What is being asked: Pick out every line in the records below that contains the string "building" and copy each of those lines in full. Case counts.

Listing:
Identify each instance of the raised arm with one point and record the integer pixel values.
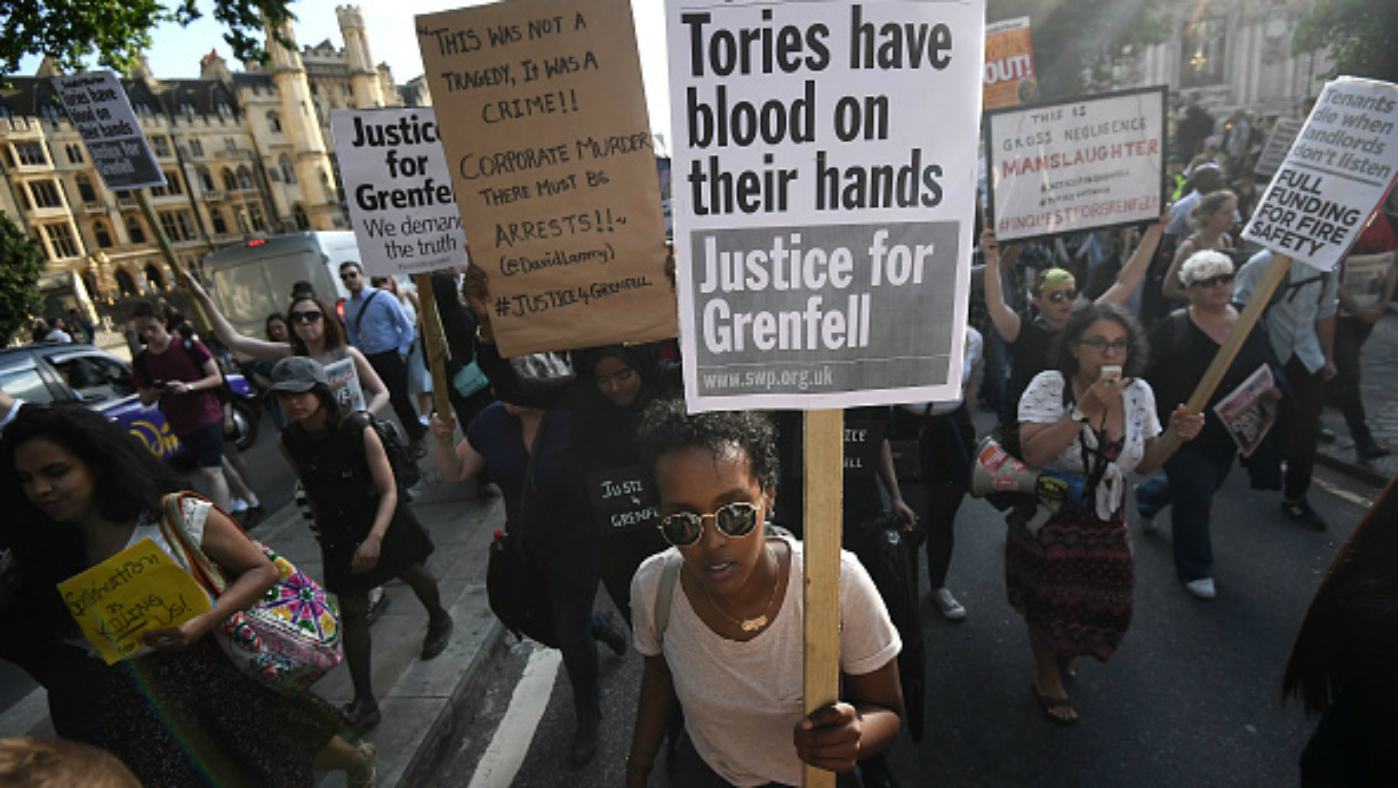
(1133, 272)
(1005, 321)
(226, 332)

* * *

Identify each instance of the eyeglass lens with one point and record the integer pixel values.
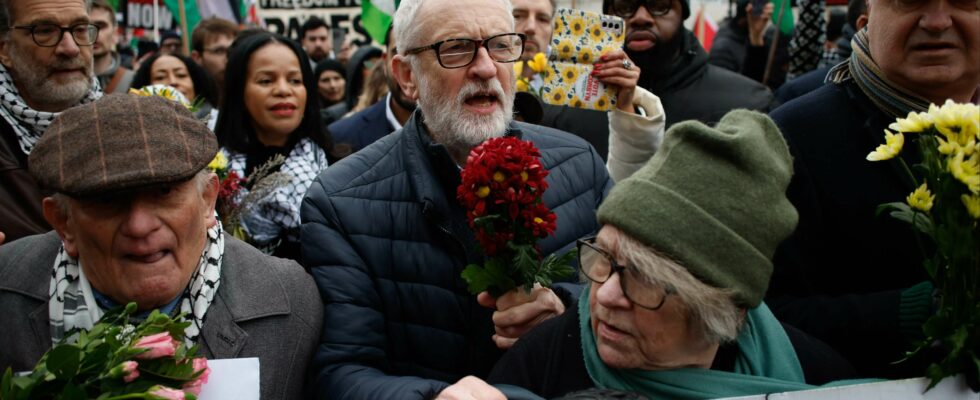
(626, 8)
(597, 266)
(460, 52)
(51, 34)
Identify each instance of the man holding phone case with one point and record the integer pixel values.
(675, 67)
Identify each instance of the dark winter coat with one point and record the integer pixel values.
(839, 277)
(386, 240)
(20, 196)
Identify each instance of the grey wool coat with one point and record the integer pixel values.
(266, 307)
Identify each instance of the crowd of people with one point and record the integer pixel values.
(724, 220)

---

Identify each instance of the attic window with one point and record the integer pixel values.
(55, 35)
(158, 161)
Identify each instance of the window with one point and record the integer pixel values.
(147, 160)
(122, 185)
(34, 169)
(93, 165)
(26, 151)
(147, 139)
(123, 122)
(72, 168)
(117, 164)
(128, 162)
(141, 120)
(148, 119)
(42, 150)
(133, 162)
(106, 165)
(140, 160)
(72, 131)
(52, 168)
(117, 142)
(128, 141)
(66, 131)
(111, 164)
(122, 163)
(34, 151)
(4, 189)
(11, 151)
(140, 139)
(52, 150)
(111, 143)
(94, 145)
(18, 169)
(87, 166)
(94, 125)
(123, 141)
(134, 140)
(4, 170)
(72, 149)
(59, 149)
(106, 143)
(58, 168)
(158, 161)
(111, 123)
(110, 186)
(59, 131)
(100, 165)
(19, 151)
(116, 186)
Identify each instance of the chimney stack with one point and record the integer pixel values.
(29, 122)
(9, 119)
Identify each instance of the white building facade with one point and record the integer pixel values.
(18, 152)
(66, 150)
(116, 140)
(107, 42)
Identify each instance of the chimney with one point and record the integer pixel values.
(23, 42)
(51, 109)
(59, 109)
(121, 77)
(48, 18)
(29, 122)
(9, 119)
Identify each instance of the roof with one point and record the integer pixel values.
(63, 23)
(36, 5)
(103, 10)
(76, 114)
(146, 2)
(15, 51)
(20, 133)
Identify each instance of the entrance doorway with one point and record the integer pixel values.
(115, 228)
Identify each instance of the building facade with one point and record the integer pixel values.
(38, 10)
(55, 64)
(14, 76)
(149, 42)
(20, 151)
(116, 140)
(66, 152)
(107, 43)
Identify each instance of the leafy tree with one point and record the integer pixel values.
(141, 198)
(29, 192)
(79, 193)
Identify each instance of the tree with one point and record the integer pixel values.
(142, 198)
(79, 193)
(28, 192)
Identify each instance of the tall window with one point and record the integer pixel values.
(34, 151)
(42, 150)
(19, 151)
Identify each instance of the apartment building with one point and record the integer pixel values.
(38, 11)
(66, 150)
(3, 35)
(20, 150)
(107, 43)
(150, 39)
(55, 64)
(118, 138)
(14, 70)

Problem solution:
Identify each instance of the white building facade with one point and record the integer pixel values.
Identify each instance of the building facade with one point and record the integer pixel values.
Identify each instance of the apartment building with one point and record the integer pixel values.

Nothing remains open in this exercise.